### The task
Retype the listing found below exactly, but leave out each picture.
——
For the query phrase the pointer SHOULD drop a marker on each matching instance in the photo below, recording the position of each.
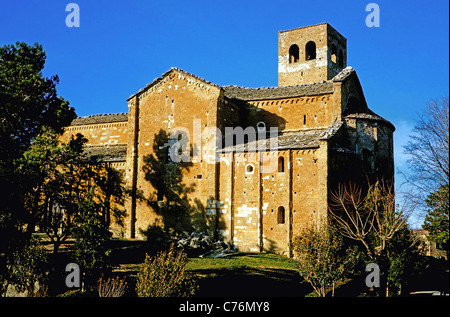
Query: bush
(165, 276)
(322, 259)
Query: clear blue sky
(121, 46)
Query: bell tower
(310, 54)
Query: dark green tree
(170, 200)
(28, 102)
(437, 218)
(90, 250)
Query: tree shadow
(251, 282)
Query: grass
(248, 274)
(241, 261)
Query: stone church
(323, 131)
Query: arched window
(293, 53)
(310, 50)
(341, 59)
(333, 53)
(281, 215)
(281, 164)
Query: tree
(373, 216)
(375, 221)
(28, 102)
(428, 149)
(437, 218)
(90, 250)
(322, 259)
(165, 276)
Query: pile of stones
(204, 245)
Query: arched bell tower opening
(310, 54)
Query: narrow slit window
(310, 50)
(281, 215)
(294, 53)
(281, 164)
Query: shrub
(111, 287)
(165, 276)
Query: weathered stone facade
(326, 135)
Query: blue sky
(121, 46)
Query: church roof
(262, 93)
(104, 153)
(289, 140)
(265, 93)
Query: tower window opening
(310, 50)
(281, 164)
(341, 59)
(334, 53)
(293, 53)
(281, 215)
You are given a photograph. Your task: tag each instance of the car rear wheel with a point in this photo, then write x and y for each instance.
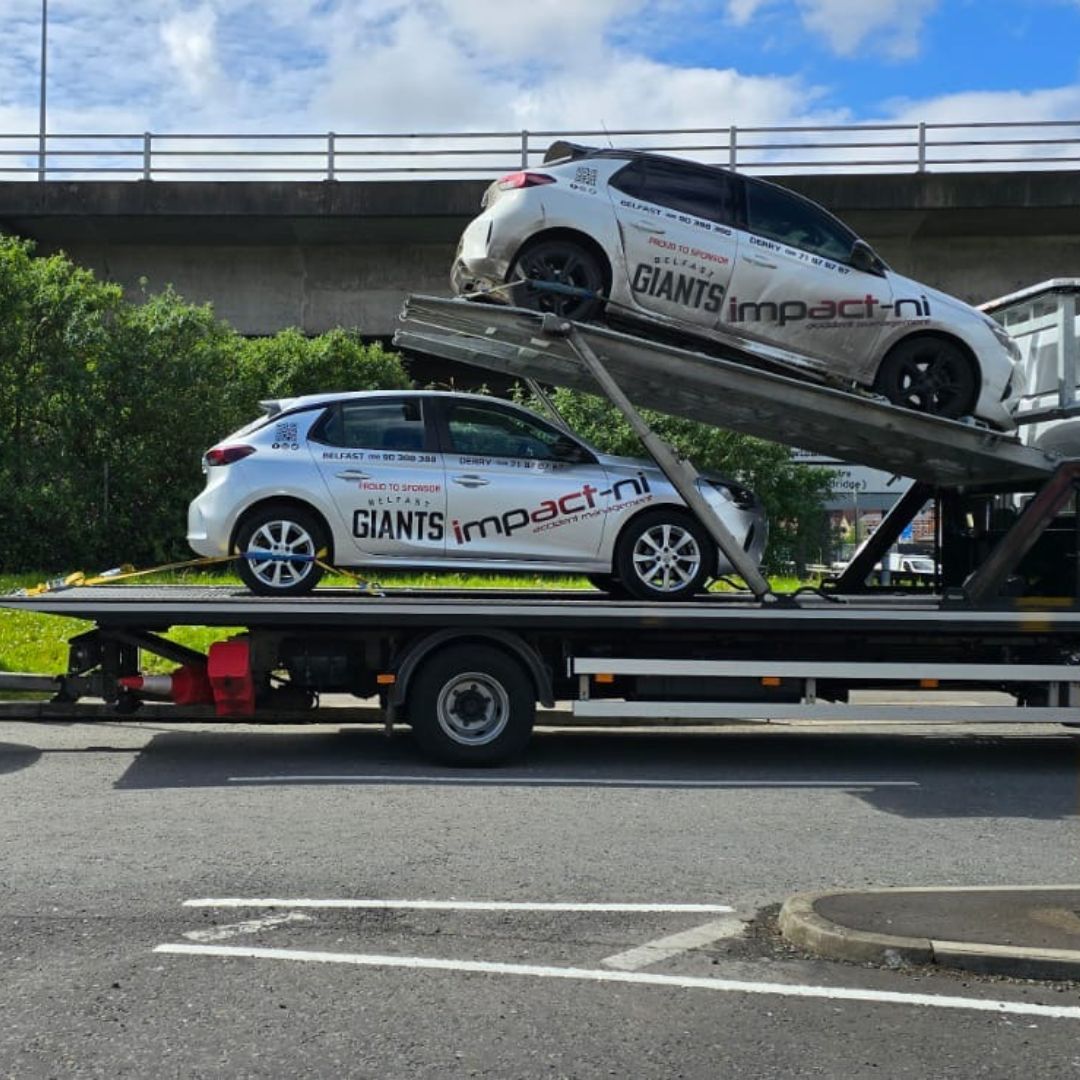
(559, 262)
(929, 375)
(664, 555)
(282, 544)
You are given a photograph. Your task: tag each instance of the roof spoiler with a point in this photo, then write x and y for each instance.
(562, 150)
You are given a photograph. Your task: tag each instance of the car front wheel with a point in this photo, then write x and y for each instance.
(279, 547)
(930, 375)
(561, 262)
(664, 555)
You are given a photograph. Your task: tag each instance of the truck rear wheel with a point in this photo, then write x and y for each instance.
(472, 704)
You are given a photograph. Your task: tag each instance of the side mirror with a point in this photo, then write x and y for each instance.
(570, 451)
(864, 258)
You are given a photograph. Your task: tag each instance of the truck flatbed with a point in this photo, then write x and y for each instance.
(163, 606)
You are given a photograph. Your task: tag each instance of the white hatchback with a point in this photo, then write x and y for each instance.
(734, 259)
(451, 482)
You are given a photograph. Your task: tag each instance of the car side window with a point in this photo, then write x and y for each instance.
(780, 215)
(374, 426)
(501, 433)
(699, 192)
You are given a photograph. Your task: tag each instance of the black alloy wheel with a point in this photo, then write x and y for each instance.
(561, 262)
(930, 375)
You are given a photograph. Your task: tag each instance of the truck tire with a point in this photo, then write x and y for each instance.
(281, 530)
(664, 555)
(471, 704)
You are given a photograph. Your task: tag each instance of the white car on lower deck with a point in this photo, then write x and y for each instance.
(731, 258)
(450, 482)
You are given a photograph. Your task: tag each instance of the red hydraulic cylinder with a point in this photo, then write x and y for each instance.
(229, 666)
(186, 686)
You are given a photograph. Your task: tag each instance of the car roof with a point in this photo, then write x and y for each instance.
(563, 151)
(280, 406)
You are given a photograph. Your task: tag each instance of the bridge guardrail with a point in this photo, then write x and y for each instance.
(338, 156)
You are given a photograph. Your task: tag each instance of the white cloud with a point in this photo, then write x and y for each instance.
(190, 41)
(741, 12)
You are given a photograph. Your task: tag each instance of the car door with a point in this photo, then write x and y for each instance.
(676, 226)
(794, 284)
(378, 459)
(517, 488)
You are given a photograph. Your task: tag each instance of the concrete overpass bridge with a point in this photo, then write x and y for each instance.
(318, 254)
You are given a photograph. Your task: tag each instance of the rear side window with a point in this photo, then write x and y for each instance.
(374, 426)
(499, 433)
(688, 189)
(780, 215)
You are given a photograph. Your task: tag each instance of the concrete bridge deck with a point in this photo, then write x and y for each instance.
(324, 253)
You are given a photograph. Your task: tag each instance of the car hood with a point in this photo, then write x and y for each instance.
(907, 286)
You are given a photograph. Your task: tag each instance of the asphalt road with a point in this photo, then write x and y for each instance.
——
### Result
For the query phrase the pointer SHOULD drop a marker on each matching instance in the photo below, recording the position of each.
Query: bush
(165, 276)
(322, 259)
Query: clear blue sky
(121, 46)
Query: bell tower
(310, 54)
Query: dark green tree
(170, 200)
(28, 102)
(437, 218)
(90, 250)
Query: tree shadow
(251, 282)
Query: grass
(248, 274)
(241, 261)
Query: stone church
(323, 131)
Query: arched window
(293, 53)
(310, 50)
(341, 59)
(333, 53)
(281, 215)
(281, 164)
Query: tree
(373, 216)
(375, 221)
(28, 102)
(428, 149)
(437, 218)
(90, 250)
(322, 259)
(165, 276)
Query: pile of stones
(204, 245)
Query: arched bell tower opening
(310, 54)
Query: narrow slit window
(310, 50)
(281, 215)
(294, 53)
(281, 164)
Query: shrub
(111, 287)
(165, 276)
Query: weathered stone facade
(326, 135)
Query: blue sky
(121, 46)
Query: church roof
(262, 93)
(104, 153)
(289, 140)
(265, 93)
Query: tower window opening
(310, 50)
(281, 164)
(341, 59)
(334, 53)
(293, 53)
(281, 215)
You are given a photograph. Your task: tag each instance of the car rear wheel with a point in this photo, then write x and y for each instance.
(559, 262)
(929, 375)
(664, 555)
(282, 544)
You are given a photograph. Your task: tag each instance of the roof spoiler with a point in this photo, then write x and y for each instance.
(562, 150)
You are given a photograph. Your task: tag each instance of the car front wheel with a point in this photo, then write x and y for each instance.
(279, 547)
(930, 375)
(561, 262)
(664, 555)
You are given a photograph. Your task: tag each instance of the truck rear wheel with a point in this photo, then write x and y for each instance.
(472, 704)
You are given a photograph. Your task: tag each instance of the side mirror with a point in this photo, then write x and y for each instance.
(570, 451)
(864, 258)
You are given a photograph. Your task: tag each instance of the truck flatbed with a point in this photo, then write x and y for each instance.
(163, 606)
You are given a photograph. Your task: tag each instance of the white hatchback with a point in this photo, then write x and y for each instance.
(734, 259)
(451, 482)
You are given a photograph. Your task: tag each instance of the car side window with a point in this photo, then write x and y for each instance.
(780, 215)
(374, 426)
(501, 433)
(699, 192)
You are given a photograph. Your task: tag each instance of the black alloy wheel with a point in this photo, then write x and y for each instance.
(561, 262)
(930, 375)
You are given a photograph. Your task: tag each instance of the truck tire with a point in this photo, then write x and y for each instance.
(281, 530)
(664, 555)
(471, 704)
You are given a photograph. Your task: tag each instance of the white car on lower deck with a point in this photo, then write x and y for each instance.
(731, 258)
(450, 482)
You are given a photograph. Your task: tag each instance of the red hydraulic cylinder with a point in this photo, then write x and y for each instance.
(229, 666)
(186, 686)
You are given a photograph. Your task: tag each instance of the car roof with a point in this photo, then write x and y for each instance.
(563, 151)
(280, 406)
You are given a photograph. Your task: tag each instance of the bridge guardrail with a point in this photo, then write x and y for each instance.
(338, 156)
You are given a photograph. Your task: tag each instance of the white cloud with a point in this photo, then write x and y for each instance.
(190, 41)
(741, 12)
You are given a photograph. Your task: tag each instance of the car door with a point in this photo, then write x and y for each instance.
(676, 226)
(794, 284)
(378, 459)
(517, 488)
You are given a photograph. Your task: tag each instance of the concrete overpass bridge with a point in this photo, then write x and y for each instance.
(318, 254)
You are given a photograph. Your task: tag each instance of the rear side window with a point in this photo, then write x and y for each instance.
(374, 426)
(499, 433)
(688, 189)
(780, 215)
You are given a photograph. Your task: tag each instance of the concrete bridge deck with a point in this photo, then write x and y for each instance.
(324, 253)
You are given a photograph. Your task: tag each instance of the car hood with a point in this photo, then write x and y for each instance.
(907, 286)
You are given a photograph. Your task: tag each instance of the asphalt road with a point in this photo, then write x and y for each instance.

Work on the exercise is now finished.